Passage:
☆ ☆ ☆ ☆ ☆ ☆ ☆

To investigate the saturates (F1 fraction), aromatics (F2 fraction) and NSO fractions (F3 fraction), the classic liquid chromatographic separation (ASTM D2007 2011) was performed. Silica gel activated at 120 °C for 12 h in an oven was slurry packed into a glass column (210 mm x 15 mm i.d.) with hexane. Around 40 mg of oil sample was deposited on the top of the column, and the saturated hydrocarbons were eluted with 40 mL of n-hexane. The aromatic compounds were collected by elution with 40 mL of n-hexane/methylene chloride (80:20 v/v), and the NSO fraction was eluted with 40 mL of methylene chloride/methanol (90:10 v/v). The solvents were evaporated under vacuum and the quantification of the fraction was performed using the gravimetric method.

Adsorption experiments

Each adsorbent was packed inside a glass column (210 mm x 15 mm i.d.) using methylene chloride from Sigma Aldrich. Two crude oils, C13 and C20, were tested, and for each adsorption test nearly 1 g of crude oil was deposited on the top of the column. The filtered fraction, named of filtered oil, was eluted with 10 mL of methylene chloride and collected in a beaker, previously weighted. The amount of total adsorbed oil, which may contain polar and non-polar compounds, was obtained by gravimetric method, from the ratio between the crude oil concentration in the solvent (mg/mL) before (initial concentration) and after adsorption (final concentration, e.g., filtered oil), as calculated by Equation 1.

% R e m o v a l = ( C i C f ) / C i × 100 (1)

Ci = oil concentration in solution before addition of the adsorbent;

Cf = oil concentration in solution after adsorption.

The filtered oils obtained in the adsorption tests were also fractionated according to the procedure of classic liquid chromatographic separation performed for crude oils, to compare any changes in the saturated, aromatic and NSO fractions.

ESI (−) FT-ICR MS analyses

To assess the efficiency of acidic polar compound removal, especially NA, by the adsorbents and to monitor the changes of heteroatom class distribution in the crude oil and filtered oils, a Fourier transform ion cyclotron resonance mass spectrometer (FT-ICR MS) was employed using electrospray ionization (ESI) in negative-ion mode.

☆ ☆ ☆ ☆ ☆ ☆ ☆

Data supplied:
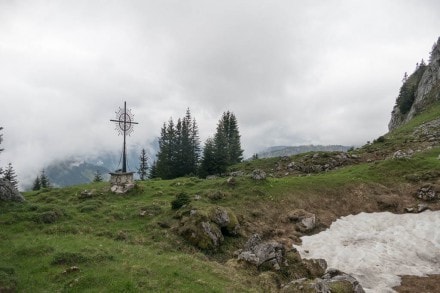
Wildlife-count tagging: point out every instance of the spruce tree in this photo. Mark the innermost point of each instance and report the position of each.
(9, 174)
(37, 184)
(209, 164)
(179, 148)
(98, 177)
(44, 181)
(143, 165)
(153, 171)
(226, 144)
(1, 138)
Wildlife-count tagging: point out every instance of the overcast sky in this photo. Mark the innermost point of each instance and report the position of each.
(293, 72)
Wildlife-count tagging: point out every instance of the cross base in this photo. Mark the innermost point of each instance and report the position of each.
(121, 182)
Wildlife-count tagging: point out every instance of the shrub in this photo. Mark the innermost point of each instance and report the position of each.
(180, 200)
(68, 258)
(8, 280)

☆ ☆ ☆ ☆ ☆ ☆ ☆

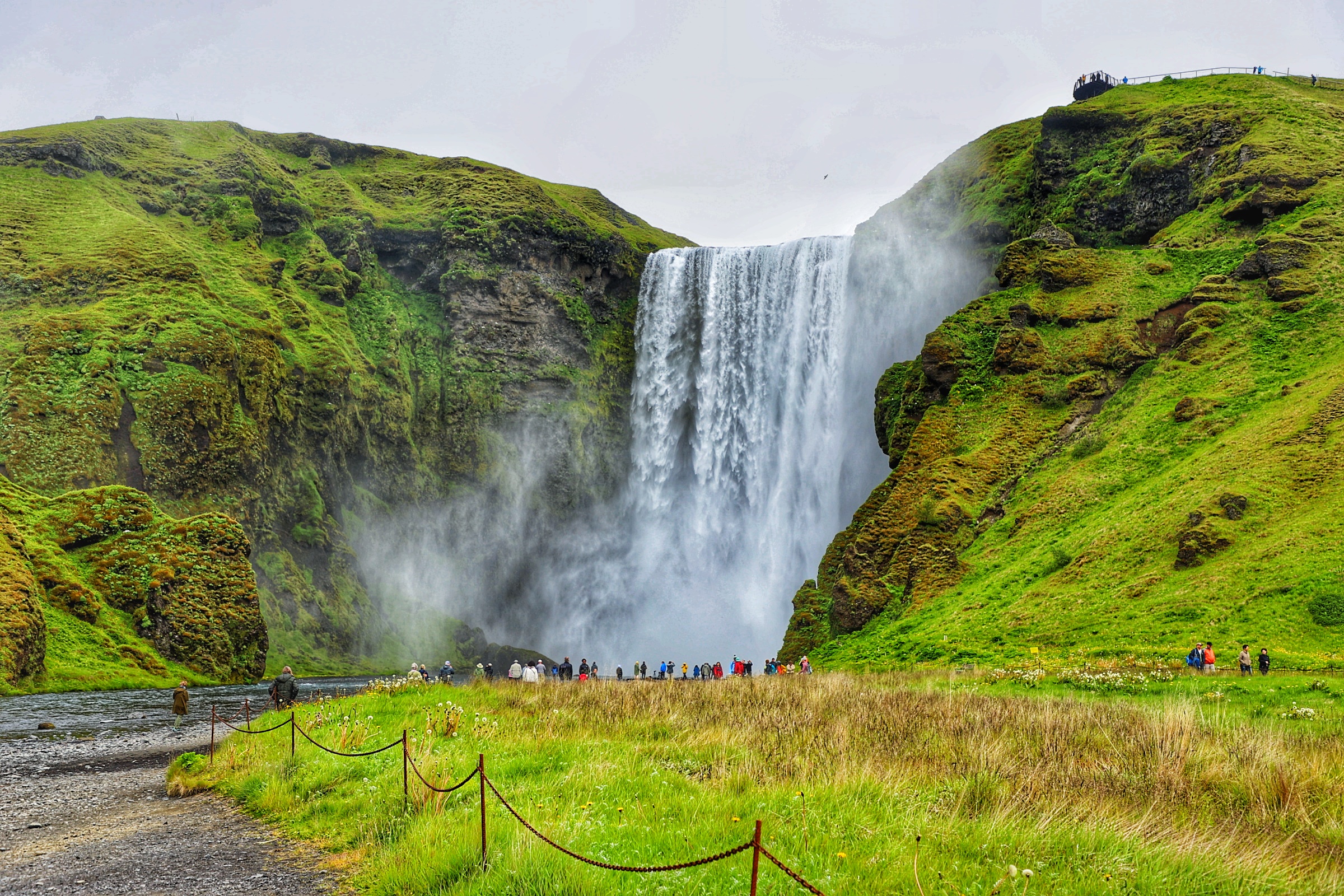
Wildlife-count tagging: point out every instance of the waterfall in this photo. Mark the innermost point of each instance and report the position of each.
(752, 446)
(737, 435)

☆ ☆ ☆ ☆ ☆ ☆ ☆

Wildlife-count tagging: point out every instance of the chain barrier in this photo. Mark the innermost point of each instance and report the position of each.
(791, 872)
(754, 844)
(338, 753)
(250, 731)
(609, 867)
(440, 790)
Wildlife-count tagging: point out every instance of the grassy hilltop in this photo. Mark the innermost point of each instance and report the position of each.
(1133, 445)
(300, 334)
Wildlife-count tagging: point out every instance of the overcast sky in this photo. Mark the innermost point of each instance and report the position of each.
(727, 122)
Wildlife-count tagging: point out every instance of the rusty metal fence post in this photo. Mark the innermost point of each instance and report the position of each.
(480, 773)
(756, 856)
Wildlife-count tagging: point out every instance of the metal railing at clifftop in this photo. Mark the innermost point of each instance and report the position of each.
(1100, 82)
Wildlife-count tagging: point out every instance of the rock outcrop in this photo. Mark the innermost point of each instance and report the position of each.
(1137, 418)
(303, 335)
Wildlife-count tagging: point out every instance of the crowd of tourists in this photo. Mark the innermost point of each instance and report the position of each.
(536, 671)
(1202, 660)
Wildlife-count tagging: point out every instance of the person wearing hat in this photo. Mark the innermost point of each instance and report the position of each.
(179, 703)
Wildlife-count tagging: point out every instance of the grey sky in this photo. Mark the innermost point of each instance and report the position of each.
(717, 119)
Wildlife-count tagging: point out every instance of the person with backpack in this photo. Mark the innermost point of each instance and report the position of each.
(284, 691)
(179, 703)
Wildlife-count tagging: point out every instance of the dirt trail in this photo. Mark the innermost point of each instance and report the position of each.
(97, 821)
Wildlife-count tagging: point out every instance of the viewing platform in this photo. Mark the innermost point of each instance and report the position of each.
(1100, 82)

☆ ☆ ☆ ☆ ☆ ☆ ☆

Challenges:
1. In the crude oil methods passage, what solvents or solvent mixtures are used to elute the three fractions in the classic liquid chromatographic separation?
2. According to the crude oil methods passage, what temperature and duration were used to activate the silica gel?
3. Continue the crude oil methods passage, starting right after its last sentence about the FT-ICR MS being employed in negative-ion mode.
The rows come from a separate, unrelated source.

Replies:
1.
- n-hexane (40 mL) for the saturated hydrocarbons
- n-hexane/methylene chloride (80:20 v/v, 40 mL) for the aromatic compounds
- methylene chloride/methanol (90:10 v/v, 40 mL) for the NSO fraction

2. It was activated at 120 °C for 12 h in an oven.

3.
The analyses were performed according to Martins et al. (2017), and solvents were of high-performance liquid chromatography (HPLC) grade; they were purchased from Sigma-Aldrich. Two milligrams of the sample (crude and filtered oil) were dissolved in 1 mL of toluene and then diluted with 1 mL of methanol containing 0.2% ammonium hydroxide. Direct infusion ESI (-) MS in the negative-ion mode was performed, and samples were analyzed by a 7.2 T LTQ FT Ultra mass spectrometer (Thermo Scientific, Bremen, Germany) with a resolving power of 400 000 in the 200−1000 Da mass range. A 5 μL min−1 syringe flow was used, with a spray voltage of 3.1 kV, and a 100 scans spectrum was acquired for each sample. For each spectrum, automated processing was performed to assign formulas to ion peaks with a signal-to-noise ratio of >3, using a custom algorithm the PetroMS software (Corilo et al. 2010), developed especially for petroleum data processing. This software was designed for the formula attribution and recalibration of a known homologous series (O2 class, in this case) from the measured m/z values of polar crude oil compounds. Allowed elements were 12C, 13C, 1H, 16O, 14N, and 32S. The maximum allowed formula error was 1 ppm.

GC-MS analyses

To investigate possible modifications in the saturated compounds due to the adsorption experiments, the F1 fractions from the crude and filtered oils were analyzed by gas chromatography/mass spectrometry (GC-MS). The samples were analyzed using an Agilent 7890A gas chromatograph equipped with DB-5 MS (30 m × 0.25 mm × 0.25 μm film thickness) coupled to an Agilent 5975C-MSD mass spectrometer. The MS was operated in the electron ionization mode with ionization energy of 70 eV and a source temperature of 230 °C. The injector and transfer line temperatures were 290 and 300 °C, respectively. The injection was performed in the splitless mode, with a volume of injection of 1 μL. Data were collected in selected ion monitoring (SIM) for m/z 85 and full scan (50-550 Da) modes. The compounds were identified based on literature, reference chromatographic profile and the mass spectra.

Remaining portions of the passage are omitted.